§ **Problem**
Whenever the word "green" appears in a line of the listing, copy that line.

§ **Data records**
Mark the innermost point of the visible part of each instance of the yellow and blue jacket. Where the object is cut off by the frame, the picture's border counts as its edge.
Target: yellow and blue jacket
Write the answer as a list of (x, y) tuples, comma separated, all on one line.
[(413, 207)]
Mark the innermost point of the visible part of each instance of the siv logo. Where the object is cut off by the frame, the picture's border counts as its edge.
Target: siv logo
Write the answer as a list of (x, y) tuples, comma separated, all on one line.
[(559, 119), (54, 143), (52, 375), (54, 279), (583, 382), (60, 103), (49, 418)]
* * *
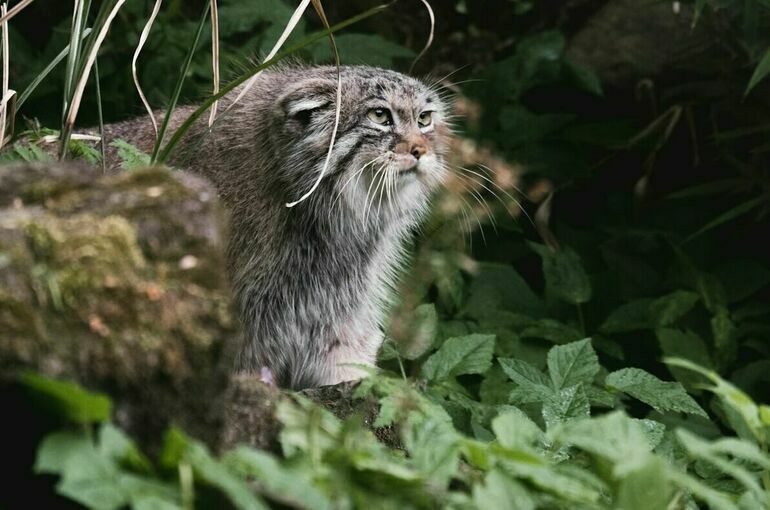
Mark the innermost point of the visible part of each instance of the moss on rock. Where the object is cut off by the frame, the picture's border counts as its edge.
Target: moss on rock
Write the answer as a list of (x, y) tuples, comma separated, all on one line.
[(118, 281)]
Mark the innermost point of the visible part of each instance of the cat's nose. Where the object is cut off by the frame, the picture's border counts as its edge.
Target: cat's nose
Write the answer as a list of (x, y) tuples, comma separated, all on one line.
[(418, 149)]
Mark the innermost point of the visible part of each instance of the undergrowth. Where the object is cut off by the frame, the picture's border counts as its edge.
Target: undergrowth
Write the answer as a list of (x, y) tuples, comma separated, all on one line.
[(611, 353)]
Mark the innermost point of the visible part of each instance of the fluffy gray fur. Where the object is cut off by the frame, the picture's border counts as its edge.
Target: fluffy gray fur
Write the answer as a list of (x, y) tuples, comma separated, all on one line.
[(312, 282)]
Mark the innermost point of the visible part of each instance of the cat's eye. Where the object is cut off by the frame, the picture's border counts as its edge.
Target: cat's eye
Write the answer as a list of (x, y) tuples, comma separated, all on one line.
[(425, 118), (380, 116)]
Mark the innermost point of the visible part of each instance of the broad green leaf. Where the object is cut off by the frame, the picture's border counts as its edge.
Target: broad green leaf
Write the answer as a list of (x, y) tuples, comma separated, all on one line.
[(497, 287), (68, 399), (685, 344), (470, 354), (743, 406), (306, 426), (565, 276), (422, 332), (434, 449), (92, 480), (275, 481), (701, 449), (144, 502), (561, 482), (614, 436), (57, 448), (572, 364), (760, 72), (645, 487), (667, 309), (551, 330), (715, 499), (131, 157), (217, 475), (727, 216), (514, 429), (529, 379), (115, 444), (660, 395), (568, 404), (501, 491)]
...
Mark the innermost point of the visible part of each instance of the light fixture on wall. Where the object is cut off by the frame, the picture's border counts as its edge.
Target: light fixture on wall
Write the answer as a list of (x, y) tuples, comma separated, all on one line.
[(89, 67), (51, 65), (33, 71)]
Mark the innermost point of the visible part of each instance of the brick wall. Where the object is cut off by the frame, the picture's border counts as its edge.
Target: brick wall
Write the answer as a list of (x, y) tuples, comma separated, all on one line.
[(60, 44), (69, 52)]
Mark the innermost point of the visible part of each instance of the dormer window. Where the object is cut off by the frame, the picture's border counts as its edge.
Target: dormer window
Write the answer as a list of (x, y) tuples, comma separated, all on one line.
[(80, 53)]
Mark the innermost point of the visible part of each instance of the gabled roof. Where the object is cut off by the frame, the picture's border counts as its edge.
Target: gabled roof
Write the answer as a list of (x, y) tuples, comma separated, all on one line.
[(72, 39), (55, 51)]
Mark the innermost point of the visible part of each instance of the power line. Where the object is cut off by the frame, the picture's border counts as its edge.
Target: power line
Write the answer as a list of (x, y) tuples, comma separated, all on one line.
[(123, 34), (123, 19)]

§ **Answer section**
Mark the innermost point of the visible part of each instance of the broad green leaf. Where the object is cut off by the frame, the picture's border counts as its edge.
Target: broad green leaf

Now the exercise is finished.